RECORDS TO USE:
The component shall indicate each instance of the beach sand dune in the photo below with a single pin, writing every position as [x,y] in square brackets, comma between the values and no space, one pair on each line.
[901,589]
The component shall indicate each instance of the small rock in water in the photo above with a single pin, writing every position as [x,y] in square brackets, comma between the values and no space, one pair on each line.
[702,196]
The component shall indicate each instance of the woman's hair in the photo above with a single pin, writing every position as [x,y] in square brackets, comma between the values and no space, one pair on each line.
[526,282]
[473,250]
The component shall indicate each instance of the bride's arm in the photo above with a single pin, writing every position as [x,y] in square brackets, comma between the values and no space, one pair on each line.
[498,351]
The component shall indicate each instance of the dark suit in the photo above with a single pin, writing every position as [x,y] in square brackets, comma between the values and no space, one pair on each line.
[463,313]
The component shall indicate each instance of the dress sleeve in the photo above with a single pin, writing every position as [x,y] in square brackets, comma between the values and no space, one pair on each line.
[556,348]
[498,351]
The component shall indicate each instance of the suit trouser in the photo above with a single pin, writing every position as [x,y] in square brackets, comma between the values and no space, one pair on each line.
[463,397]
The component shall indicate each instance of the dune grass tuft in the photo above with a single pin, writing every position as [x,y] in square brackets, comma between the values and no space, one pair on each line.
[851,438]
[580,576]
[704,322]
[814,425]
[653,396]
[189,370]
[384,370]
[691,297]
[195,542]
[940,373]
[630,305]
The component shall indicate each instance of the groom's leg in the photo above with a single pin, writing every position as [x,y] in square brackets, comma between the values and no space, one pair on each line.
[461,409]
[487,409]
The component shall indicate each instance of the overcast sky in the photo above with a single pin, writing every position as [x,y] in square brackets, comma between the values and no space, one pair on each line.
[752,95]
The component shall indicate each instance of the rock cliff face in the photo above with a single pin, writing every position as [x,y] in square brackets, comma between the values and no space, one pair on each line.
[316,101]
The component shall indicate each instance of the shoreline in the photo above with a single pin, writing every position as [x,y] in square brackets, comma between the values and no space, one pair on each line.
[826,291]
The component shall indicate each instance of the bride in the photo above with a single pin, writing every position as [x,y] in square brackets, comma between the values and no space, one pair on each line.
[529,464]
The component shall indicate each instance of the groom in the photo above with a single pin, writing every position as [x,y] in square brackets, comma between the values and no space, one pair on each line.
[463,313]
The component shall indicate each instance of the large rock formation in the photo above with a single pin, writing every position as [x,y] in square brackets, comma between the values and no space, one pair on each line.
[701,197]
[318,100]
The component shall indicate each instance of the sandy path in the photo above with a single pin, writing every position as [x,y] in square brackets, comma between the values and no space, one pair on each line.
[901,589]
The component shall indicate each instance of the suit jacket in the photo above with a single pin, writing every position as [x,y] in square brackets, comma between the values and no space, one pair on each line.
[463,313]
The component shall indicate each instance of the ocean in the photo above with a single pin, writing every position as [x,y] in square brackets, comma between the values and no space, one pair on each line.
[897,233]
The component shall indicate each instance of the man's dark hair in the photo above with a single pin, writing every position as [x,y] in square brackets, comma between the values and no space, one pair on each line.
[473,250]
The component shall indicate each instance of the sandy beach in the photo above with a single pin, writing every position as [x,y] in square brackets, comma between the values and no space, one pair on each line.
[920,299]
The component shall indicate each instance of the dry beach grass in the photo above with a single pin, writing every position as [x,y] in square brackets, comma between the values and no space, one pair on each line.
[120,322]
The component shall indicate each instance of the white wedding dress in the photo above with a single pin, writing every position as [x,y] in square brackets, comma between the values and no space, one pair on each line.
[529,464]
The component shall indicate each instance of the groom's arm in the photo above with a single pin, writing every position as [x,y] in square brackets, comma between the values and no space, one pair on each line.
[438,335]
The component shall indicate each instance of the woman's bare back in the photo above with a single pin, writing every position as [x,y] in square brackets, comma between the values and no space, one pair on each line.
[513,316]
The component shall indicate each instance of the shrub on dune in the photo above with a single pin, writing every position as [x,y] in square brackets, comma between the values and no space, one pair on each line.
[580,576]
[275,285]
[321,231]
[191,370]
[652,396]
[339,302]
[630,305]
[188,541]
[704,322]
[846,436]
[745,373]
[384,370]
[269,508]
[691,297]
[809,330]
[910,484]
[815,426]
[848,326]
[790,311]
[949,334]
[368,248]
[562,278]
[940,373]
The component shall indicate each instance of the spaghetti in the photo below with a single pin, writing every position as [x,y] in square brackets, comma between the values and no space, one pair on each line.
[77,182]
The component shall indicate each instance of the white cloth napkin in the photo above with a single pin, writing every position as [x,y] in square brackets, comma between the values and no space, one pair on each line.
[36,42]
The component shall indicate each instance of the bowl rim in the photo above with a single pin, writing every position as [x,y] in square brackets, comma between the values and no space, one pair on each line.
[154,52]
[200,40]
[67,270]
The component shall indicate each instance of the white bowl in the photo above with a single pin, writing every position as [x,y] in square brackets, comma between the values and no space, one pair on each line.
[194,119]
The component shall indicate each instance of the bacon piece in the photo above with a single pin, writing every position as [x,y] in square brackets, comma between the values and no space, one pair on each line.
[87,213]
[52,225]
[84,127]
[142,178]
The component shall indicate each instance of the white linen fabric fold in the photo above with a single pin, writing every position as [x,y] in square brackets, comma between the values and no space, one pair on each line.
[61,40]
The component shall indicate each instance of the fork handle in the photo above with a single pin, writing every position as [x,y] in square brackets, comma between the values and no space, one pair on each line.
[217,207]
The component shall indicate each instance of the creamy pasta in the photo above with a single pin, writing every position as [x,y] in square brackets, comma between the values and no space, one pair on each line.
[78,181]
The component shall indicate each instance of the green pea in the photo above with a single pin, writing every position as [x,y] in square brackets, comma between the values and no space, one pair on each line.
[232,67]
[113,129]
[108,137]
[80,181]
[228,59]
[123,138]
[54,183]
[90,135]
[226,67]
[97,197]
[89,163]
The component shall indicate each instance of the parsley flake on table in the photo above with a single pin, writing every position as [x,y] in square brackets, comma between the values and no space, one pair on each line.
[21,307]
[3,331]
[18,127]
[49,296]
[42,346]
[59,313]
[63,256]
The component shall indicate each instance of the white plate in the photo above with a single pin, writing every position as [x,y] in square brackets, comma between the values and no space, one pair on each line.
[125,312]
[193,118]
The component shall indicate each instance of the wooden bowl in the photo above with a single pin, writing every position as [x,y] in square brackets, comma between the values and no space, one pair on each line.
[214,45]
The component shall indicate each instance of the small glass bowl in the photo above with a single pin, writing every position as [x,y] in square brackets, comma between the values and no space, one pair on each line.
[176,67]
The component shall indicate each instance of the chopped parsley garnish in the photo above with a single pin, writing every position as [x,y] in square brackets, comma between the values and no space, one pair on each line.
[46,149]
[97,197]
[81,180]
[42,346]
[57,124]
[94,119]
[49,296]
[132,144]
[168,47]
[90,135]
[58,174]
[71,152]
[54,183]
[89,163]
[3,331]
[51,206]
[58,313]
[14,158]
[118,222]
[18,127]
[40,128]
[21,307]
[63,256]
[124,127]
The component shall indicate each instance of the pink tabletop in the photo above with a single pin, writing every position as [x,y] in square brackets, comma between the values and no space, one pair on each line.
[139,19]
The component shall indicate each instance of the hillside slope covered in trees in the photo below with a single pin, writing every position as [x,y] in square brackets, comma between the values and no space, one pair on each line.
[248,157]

* * *

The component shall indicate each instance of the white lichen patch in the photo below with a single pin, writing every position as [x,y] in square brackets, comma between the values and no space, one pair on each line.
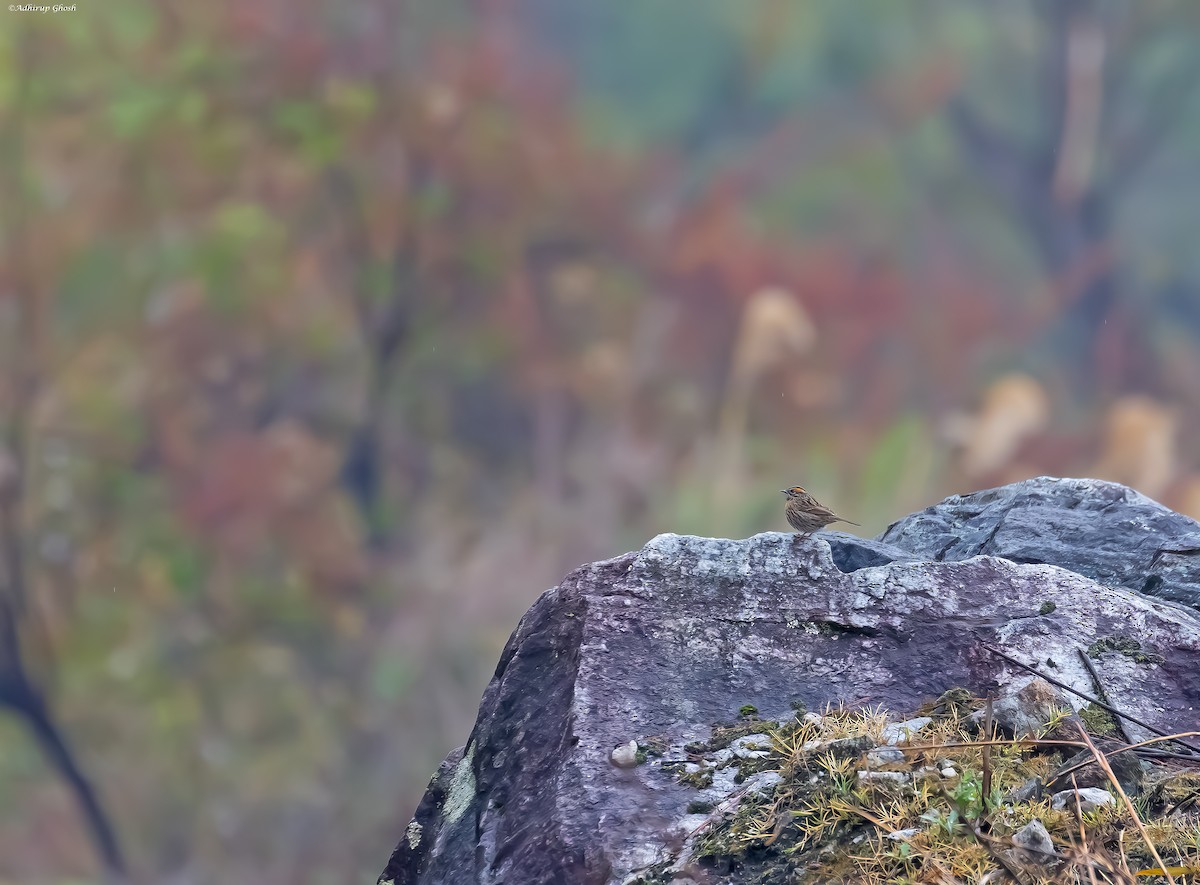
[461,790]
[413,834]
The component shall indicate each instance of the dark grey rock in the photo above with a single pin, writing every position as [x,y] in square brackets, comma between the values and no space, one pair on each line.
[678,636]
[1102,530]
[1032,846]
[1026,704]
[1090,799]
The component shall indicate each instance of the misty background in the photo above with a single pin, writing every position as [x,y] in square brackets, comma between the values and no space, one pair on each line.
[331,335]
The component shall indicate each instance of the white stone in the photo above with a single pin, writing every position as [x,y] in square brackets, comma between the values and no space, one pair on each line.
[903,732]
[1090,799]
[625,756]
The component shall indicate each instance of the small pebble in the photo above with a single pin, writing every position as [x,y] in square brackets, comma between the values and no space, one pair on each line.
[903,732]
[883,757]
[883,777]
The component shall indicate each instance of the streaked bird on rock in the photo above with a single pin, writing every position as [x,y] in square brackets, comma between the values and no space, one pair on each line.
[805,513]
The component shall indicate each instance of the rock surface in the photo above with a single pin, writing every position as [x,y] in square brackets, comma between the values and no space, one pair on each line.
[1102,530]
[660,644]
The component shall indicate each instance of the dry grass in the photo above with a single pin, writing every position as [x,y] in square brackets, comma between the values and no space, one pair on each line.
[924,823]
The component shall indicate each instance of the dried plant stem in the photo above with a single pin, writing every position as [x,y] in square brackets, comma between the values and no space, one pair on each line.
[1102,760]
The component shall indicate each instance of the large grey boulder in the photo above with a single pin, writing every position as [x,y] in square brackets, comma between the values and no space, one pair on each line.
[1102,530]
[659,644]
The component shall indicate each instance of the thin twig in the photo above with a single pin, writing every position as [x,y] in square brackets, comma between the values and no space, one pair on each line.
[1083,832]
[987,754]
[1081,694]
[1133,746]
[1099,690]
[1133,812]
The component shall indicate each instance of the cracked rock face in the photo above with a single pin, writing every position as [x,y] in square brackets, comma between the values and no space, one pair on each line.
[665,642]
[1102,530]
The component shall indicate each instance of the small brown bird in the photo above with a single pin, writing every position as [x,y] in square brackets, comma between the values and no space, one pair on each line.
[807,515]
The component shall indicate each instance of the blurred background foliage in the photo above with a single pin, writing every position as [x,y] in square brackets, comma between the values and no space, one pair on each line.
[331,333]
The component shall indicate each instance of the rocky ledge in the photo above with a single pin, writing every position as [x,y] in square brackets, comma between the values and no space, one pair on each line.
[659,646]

WHAT IS EXPECTED: Please list every line of the records above that contains the string "bride", copying each such line in full. Case counts.

SOLUTION TO THE PROBLEM:
The component shall indicate each instance of the bride's arm in the photo above with a single pin, writing every position as [x,y] in square brackets, comma between the values and no space, one pair on each line.
The component shall indicate each instance of the bride in the photo above with a single pin, writing every position as [x,y] in square brackets, comma between the values and no space, one pair on each line.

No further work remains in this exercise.